Required action =>
In the article below on Bolivia's crisis, list every country it names.

Extract provided =>
Bolivia Is Boiling Over and the U.S. is Trying to Keep the Lid On: Fuel crisis, land‑rights backlash, and a collapsing economy collide as Washington scrambles to protect its “democratic partner”
Bolivia is in meltdown. A general strike, mass protests, and nationwide blockades have choked off major cities, leaving food, fuel, and medicine in short supply. President Rodrigo Paz is still in the capital, but protesters want him out… and the U.S. is backing him hard, calling the unrest an attack on democratic order.
The crisis didn’t come out of nowhere. Paz cut decades‑old fuel subsidies during an economic freefall, sending prices soaring. Then he pushed land‑rights legislation that Indigenous and peasant groups say threatens their territories. Add inflation, a diesel shortage, and demands for a 20% wage hike, and the streets erupted.
Miners, farmers, and unions have barricaded highways into La Paz, Cochabamba, and El Alto. Clashes with police and the military are constant. The economic damage is already in the hundreds of millions.
From a geopolitical angle, the U.S. sees Paz as a crucial centrist ally after years of tense relations under the MAS party. Washington wants to keep Bolivia from drifting back toward authoritarian partners like Venezuela, Cuba, and Iran… especially with Bolivia sitting on some of the world’s largest lithium reserves. A collapse could hand China even more control over the global green‑tech supply chain.
Critics argue the U.S. is propping up a government cracking down on protesters, arresting blockade leaders, and escalating tensions. Latin America is split: some countries back Paz, others call for mediation.
Bolivia’s crisis isn’t just domestic turmoil… it’s a regional fault line with global consequences. And the pressure is only rising.

Records supplied =>
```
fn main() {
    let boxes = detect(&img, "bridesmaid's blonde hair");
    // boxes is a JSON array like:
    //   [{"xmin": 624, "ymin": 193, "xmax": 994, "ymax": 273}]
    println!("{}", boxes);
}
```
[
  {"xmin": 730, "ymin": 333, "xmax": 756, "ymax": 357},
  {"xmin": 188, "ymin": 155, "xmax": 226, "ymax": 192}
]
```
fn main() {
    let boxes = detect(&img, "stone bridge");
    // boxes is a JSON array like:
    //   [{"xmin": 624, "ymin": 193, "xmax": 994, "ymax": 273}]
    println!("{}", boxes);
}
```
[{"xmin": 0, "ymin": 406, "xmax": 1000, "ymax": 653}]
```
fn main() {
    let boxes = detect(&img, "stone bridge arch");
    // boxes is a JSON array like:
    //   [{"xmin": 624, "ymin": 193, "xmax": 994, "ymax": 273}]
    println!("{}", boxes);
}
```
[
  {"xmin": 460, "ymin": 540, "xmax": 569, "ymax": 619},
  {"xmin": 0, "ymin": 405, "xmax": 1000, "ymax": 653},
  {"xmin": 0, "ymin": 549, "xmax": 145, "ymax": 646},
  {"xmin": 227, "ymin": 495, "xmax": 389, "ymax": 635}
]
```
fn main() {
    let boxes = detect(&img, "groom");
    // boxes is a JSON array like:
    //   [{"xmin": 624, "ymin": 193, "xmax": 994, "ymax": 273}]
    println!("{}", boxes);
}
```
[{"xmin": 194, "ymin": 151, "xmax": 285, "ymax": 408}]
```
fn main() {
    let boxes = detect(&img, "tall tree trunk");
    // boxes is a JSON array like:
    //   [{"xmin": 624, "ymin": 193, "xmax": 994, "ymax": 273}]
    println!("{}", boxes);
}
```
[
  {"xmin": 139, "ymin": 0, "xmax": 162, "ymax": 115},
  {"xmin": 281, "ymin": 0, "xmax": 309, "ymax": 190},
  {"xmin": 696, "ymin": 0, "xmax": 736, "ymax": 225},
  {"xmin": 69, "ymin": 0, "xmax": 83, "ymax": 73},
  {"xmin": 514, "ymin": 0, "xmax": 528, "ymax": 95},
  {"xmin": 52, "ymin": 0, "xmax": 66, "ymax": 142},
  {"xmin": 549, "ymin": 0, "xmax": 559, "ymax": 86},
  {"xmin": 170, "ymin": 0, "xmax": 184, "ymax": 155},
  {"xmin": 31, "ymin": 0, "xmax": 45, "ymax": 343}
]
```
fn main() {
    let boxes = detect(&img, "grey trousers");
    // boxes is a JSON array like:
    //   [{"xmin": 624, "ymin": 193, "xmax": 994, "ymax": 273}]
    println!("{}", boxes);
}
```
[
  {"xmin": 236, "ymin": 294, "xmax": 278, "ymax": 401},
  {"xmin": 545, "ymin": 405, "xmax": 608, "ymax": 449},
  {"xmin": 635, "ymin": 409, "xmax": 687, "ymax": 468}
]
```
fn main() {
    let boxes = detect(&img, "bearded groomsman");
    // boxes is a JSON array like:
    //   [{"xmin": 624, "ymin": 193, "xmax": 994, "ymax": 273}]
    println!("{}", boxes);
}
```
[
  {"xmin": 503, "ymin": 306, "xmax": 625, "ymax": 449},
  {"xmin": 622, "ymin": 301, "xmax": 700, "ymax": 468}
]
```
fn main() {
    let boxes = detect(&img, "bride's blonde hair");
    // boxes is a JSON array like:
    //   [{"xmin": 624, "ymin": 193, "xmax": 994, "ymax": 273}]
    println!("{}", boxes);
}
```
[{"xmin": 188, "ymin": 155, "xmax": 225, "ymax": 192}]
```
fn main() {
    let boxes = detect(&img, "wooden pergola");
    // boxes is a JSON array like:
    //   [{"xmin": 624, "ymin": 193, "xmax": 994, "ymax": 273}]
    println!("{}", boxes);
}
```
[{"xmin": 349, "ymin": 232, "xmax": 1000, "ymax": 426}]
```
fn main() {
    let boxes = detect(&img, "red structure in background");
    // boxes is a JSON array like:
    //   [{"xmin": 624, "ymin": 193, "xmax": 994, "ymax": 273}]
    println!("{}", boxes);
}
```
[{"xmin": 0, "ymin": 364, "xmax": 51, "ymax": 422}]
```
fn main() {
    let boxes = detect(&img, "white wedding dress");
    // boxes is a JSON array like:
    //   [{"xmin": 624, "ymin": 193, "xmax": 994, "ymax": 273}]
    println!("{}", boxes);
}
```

Response for this exercise =>
Bolivia, the United States, Venezuela, Cuba, Iran, China